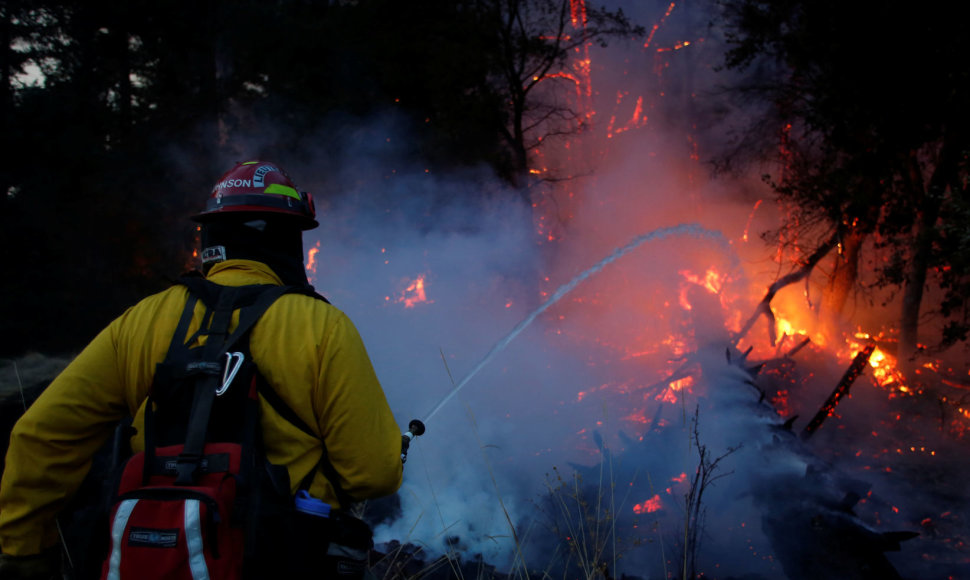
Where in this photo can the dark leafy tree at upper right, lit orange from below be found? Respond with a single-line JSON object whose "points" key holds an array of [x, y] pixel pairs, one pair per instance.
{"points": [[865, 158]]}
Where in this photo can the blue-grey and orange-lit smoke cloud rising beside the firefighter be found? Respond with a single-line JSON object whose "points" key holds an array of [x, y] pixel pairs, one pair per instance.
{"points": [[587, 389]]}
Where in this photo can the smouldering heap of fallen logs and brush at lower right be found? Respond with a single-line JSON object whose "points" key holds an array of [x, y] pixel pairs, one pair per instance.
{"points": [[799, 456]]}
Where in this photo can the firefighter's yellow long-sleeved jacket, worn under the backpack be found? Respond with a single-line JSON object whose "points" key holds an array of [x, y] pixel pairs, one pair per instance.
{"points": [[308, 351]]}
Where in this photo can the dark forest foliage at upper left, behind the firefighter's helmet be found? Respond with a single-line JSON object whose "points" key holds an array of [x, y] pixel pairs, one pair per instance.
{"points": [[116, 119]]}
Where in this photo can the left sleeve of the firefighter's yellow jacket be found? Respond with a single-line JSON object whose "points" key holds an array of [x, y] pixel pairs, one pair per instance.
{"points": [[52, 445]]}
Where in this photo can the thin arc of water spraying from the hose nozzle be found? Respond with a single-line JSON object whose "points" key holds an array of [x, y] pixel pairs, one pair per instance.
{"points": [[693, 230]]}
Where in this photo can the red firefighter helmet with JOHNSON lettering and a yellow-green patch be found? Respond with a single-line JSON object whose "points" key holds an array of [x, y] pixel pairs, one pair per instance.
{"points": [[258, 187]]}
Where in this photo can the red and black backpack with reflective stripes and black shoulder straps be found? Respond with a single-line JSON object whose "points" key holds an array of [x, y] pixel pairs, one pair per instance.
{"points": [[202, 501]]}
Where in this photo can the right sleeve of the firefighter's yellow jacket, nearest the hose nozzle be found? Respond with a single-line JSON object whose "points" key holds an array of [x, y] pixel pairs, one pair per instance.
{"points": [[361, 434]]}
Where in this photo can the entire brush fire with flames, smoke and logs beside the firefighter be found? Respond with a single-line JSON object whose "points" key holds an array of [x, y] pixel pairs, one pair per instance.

───

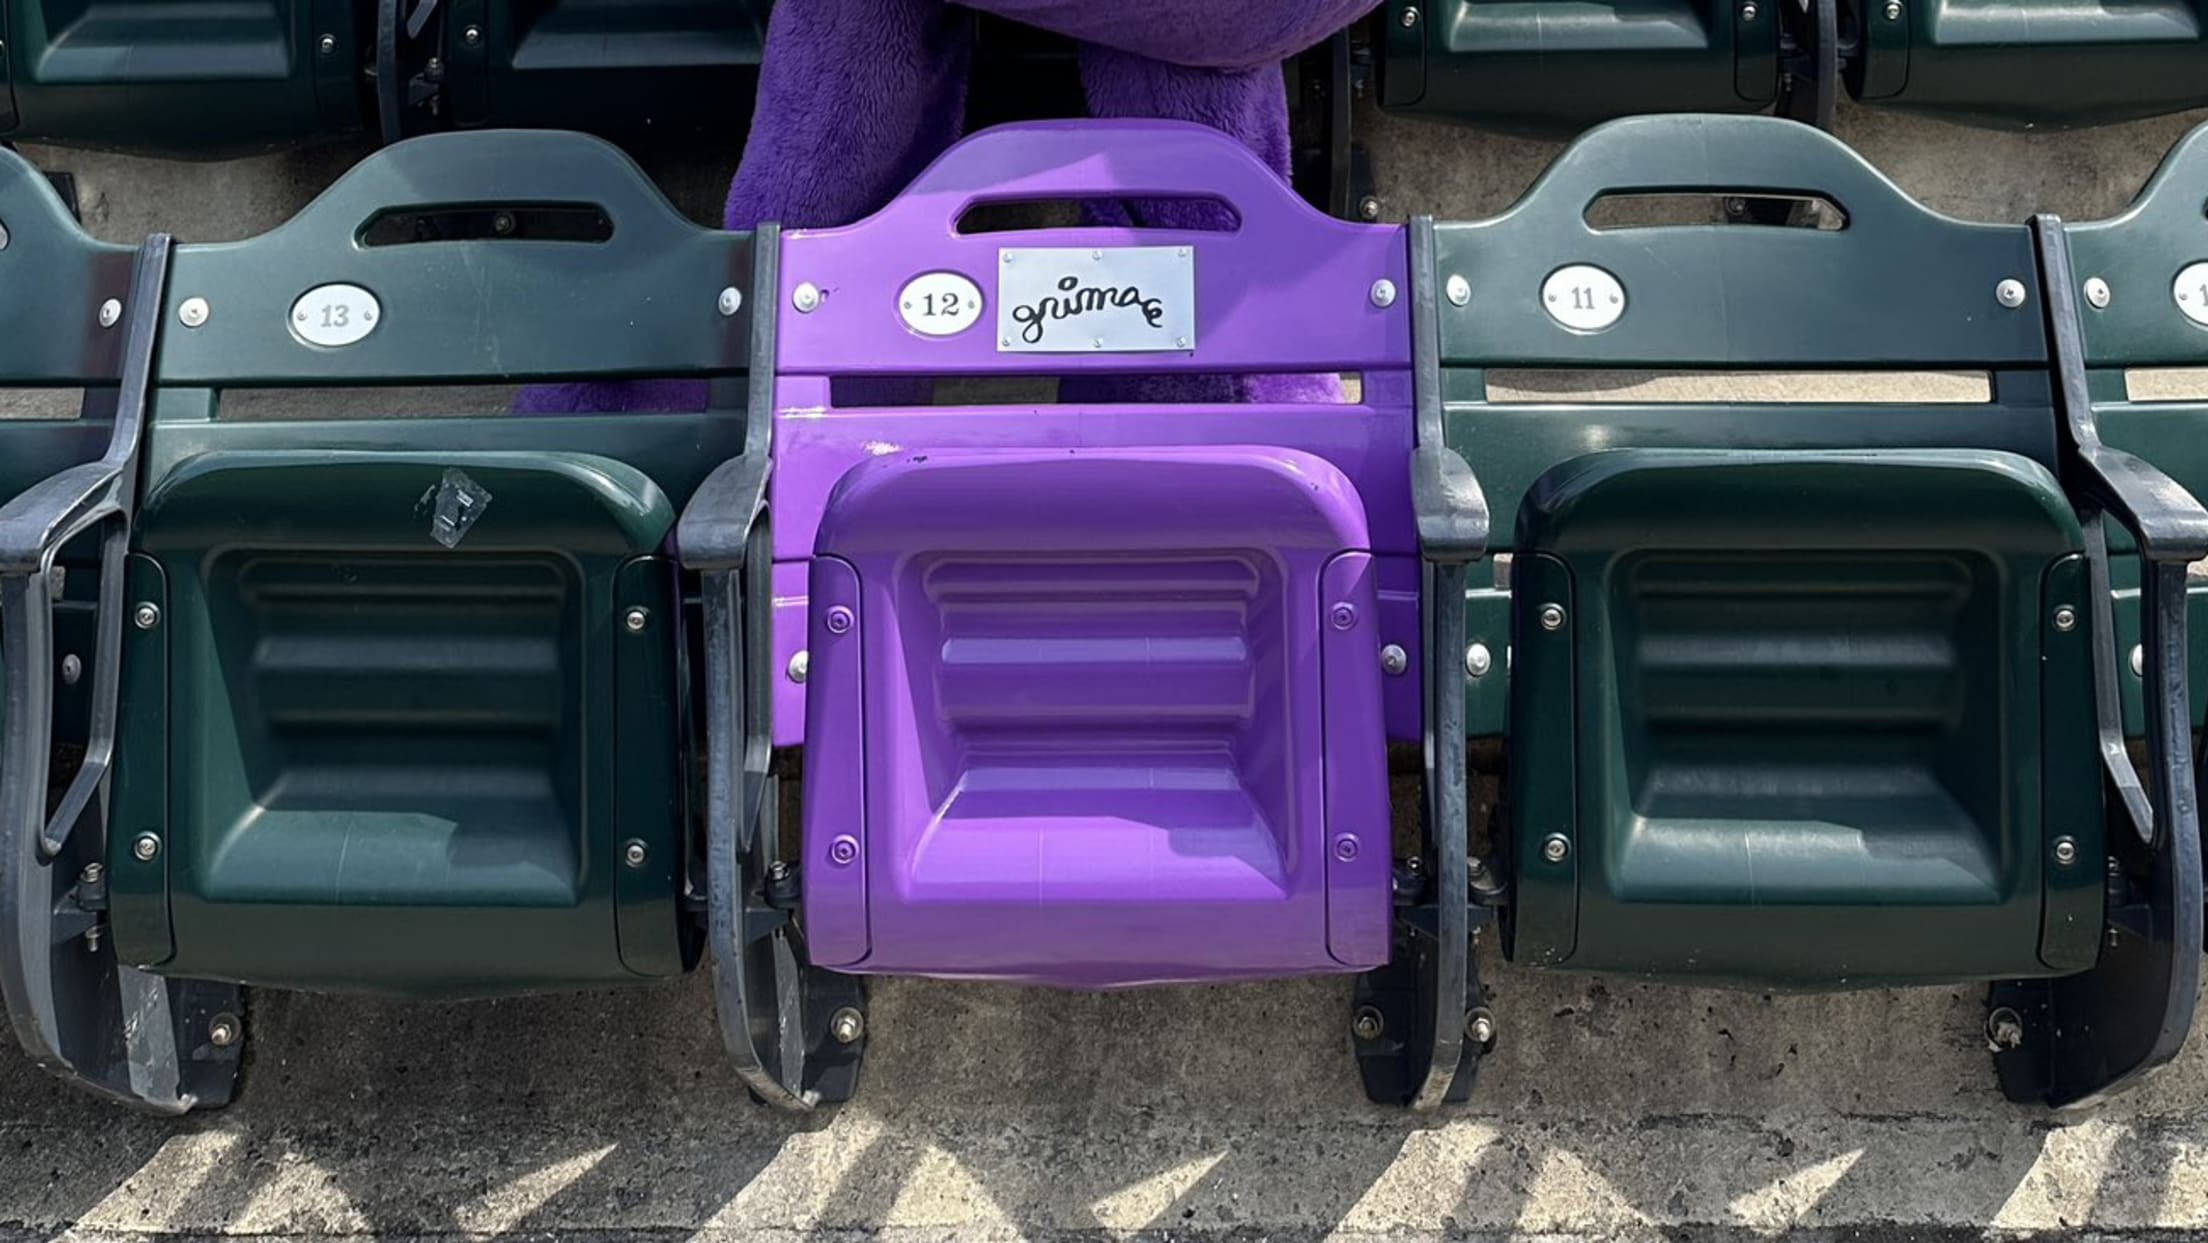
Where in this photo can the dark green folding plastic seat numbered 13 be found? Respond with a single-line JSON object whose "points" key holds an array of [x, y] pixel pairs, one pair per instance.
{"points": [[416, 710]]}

───

## Problem description
In the listing above, find the line with "Where in this photo can the firefighter's" and the line with "Where in this photo can the entire"; output exactly those lines and all lines between them.

## Output of the exercise
Where in this photo can the firefighter's yellow long-sleeved jacket, worn under the backpack be found? Respond with a single-line JSON object whose "points" key holds an array of [x, y] pixel pairs, one pair per instance.
{"points": [[308, 351]]}
Where in this photo can the dark forest foliage at upper left, behind the firefighter's helmet be found? Respond with a single-line JSON object whose "points" key holds an array of [x, y] pixel pairs, one pair per instance.
{"points": [[116, 119]]}
Where in this photo can the left sleeve of the firefighter's yellow jacket be found? Respond with a single-line JSON object whose "points" key holds an array of [x, y] pixel pairs, one pair per instance.
{"points": [[52, 445]]}
Where in this photo can the thin arc of water spraying from the hose nozzle be found? Respond with a single-line JSON object whose "points" key holds an array of [x, y] pixel pairs, one pair per instance.
{"points": [[693, 230]]}
Where in this photo can the red firefighter helmet with JOHNSON lettering and a yellow-green patch be found? Respond with a single-line JSON object whose "points" key holds an array of [x, y] pixel pairs, one pair per instance.
{"points": [[258, 187]]}
Where in this photo can the red and black backpack with reflective stripes and black shoulder straps be found? Respond with a single-line JSON object whose "points" key holds an array of [x, y] pixel pairs, one pair per instance.
{"points": [[202, 501]]}
Where in this photo can the right sleeve of the firefighter's yellow jacket, nearest the hose nozzle be found? Respond with a single-line JSON object whose "points" key holds an array of [x, y] pixel pairs, one pair per instance.
{"points": [[361, 434]]}
Where in this photo can the entire brush fire with flames, smoke and logs beside the firefighter be found? Respond with a single-line JSON object whose "points" key holds an array of [x, y] pixel pairs, one pair per instance.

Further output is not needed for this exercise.